Exactly as they appear, copy the lines of the listing from the one containing "The service MUST return one point per instance of the green" through the final line, both included, and nothing else.
——————
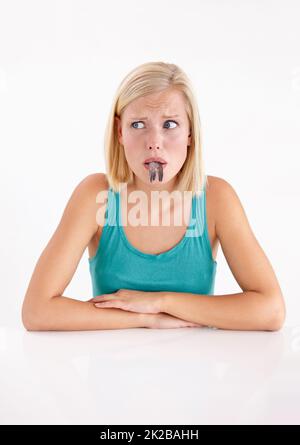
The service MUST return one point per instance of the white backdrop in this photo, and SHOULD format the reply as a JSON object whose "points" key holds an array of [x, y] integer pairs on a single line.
{"points": [[60, 64]]}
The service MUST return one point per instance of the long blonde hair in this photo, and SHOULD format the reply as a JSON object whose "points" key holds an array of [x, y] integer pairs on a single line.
{"points": [[146, 79]]}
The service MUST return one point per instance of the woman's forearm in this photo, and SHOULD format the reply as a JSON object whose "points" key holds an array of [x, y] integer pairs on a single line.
{"points": [[67, 314]]}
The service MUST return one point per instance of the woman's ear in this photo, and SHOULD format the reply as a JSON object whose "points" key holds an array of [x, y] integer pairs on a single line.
{"points": [[119, 128]]}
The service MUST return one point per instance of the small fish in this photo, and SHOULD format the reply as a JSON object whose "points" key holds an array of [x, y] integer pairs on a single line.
{"points": [[153, 168]]}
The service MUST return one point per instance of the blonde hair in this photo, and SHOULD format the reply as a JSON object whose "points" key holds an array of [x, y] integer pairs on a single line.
{"points": [[154, 77]]}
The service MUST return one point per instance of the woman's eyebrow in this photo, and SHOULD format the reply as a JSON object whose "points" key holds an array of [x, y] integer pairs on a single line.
{"points": [[173, 115]]}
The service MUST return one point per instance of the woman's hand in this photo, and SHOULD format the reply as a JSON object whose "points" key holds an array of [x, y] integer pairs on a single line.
{"points": [[131, 300], [166, 321]]}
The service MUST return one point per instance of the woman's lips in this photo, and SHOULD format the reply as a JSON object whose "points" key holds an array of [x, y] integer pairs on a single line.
{"points": [[147, 165]]}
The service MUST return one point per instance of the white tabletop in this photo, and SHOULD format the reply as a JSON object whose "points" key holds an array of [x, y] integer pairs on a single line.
{"points": [[150, 376]]}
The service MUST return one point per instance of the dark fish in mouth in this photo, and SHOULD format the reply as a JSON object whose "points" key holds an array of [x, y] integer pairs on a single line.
{"points": [[155, 167]]}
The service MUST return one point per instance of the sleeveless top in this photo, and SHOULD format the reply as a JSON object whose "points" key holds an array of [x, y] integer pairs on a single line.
{"points": [[187, 267]]}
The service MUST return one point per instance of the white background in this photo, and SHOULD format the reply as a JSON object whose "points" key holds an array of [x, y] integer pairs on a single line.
{"points": [[60, 64]]}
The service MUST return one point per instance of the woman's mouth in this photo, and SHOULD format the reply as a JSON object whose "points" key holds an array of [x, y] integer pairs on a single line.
{"points": [[146, 164], [155, 167]]}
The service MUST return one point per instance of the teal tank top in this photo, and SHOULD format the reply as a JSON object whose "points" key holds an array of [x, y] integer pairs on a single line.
{"points": [[187, 267]]}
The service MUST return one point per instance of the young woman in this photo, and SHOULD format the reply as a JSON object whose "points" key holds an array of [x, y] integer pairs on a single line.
{"points": [[161, 274]]}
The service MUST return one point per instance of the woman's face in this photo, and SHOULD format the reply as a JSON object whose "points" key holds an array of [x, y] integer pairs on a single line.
{"points": [[155, 125]]}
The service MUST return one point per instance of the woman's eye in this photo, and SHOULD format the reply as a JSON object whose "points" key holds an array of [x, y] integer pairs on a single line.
{"points": [[140, 122]]}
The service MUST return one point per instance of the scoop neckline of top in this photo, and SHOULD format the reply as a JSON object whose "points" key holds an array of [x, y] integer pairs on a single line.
{"points": [[169, 252]]}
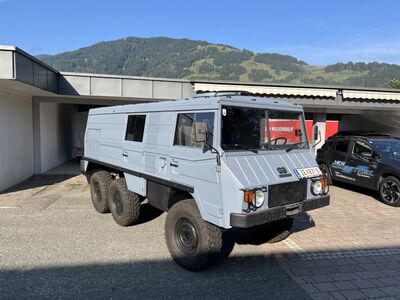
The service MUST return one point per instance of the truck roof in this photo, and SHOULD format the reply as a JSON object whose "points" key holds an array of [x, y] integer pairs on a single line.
{"points": [[198, 103]]}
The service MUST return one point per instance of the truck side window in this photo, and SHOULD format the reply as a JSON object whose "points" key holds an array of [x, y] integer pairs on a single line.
{"points": [[360, 147], [342, 146], [135, 128], [185, 134]]}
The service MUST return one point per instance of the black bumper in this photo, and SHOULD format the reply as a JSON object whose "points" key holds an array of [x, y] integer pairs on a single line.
{"points": [[277, 213]]}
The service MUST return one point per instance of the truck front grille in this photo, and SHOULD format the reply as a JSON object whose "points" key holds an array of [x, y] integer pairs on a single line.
{"points": [[287, 193]]}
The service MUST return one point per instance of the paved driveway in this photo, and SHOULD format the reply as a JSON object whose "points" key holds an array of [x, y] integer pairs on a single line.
{"points": [[53, 244]]}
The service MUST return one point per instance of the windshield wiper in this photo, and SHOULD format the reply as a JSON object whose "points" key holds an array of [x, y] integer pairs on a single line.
{"points": [[295, 146], [240, 146]]}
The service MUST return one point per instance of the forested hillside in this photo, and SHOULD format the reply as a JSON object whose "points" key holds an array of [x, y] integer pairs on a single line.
{"points": [[183, 58]]}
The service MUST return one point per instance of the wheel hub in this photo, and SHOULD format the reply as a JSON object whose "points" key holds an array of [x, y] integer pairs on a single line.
{"points": [[117, 203], [186, 235], [97, 192]]}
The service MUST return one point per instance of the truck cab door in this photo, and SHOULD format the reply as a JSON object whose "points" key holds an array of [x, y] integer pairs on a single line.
{"points": [[363, 163], [132, 152], [194, 163]]}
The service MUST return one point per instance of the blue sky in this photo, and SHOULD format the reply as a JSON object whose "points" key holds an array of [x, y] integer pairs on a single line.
{"points": [[318, 32]]}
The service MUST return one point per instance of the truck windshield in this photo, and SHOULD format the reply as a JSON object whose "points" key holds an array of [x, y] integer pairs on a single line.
{"points": [[253, 129]]}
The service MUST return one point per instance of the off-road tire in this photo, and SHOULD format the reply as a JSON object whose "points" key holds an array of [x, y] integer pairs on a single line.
{"points": [[385, 197], [271, 233], [99, 183], [327, 172], [204, 241], [124, 205]]}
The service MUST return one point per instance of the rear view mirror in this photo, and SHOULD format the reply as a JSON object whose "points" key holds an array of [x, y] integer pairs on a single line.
{"points": [[201, 130], [366, 155], [316, 132]]}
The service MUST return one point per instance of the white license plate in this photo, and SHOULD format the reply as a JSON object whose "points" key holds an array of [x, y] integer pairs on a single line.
{"points": [[308, 172]]}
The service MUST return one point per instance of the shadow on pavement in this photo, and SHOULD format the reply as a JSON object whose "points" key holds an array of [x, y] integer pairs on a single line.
{"points": [[357, 189], [239, 277], [259, 276], [37, 181]]}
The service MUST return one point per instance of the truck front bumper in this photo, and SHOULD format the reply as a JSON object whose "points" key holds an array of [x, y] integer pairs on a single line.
{"points": [[277, 213]]}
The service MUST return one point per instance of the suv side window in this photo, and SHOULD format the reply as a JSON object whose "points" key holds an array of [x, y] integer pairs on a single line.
{"points": [[185, 133], [360, 147], [135, 128], [342, 146]]}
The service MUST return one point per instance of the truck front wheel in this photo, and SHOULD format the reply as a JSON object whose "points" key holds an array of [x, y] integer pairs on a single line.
{"points": [[99, 183], [193, 243], [124, 205]]}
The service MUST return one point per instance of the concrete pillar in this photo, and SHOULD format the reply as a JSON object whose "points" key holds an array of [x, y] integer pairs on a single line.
{"points": [[319, 124], [37, 157]]}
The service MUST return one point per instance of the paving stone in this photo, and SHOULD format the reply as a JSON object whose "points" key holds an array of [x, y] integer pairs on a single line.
{"points": [[391, 290], [322, 296], [325, 287], [309, 288], [353, 294], [372, 293], [344, 285]]}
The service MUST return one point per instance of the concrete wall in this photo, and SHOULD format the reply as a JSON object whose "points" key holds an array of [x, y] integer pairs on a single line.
{"points": [[377, 123], [55, 134], [16, 139]]}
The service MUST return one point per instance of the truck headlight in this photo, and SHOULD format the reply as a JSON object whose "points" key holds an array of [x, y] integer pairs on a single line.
{"points": [[259, 198], [317, 187], [255, 198]]}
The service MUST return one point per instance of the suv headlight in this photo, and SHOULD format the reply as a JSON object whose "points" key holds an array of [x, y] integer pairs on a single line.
{"points": [[317, 187], [259, 198]]}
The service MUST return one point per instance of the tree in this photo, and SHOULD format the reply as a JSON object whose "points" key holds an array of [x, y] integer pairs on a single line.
{"points": [[394, 84]]}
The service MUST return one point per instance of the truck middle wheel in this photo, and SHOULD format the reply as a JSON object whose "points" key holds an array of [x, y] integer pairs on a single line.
{"points": [[124, 205], [99, 183]]}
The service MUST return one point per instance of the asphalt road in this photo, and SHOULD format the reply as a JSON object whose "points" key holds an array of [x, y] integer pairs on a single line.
{"points": [[54, 245]]}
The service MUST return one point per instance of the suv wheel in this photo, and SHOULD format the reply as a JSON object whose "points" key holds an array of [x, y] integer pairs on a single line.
{"points": [[99, 183], [389, 191], [124, 205], [193, 243], [327, 173]]}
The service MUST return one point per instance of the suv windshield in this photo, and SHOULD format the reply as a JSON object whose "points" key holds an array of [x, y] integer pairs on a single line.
{"points": [[387, 148], [253, 129]]}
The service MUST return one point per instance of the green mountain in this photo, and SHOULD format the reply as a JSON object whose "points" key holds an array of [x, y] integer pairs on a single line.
{"points": [[189, 59]]}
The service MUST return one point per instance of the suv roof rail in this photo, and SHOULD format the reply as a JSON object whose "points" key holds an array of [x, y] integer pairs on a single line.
{"points": [[360, 133]]}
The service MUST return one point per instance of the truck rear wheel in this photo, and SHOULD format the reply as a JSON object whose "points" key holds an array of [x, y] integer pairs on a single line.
{"points": [[124, 205], [193, 243], [99, 183], [271, 233]]}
——————
- Finished answer
The service MUST return one point per instance of the green mountain in this photo, and SHOULD format the reply as a JSON object whose "points" key holds an array of [x, y] integer pairs on a single line.
{"points": [[189, 59]]}
The service MUST return one point per instance of the suv roof rail in this photo, and SHOULD format the reply as a JSON object whose "points" key holds an array of [x, y] integer pairs on a single line.
{"points": [[360, 133]]}
The service MUST return one point per instance of the truck rear wheel in this photo, and SHOULD format the reply as a JSON object whose "points" key holds an array of [x, y] integer pairs on a single line.
{"points": [[124, 205], [193, 243], [99, 183], [271, 233]]}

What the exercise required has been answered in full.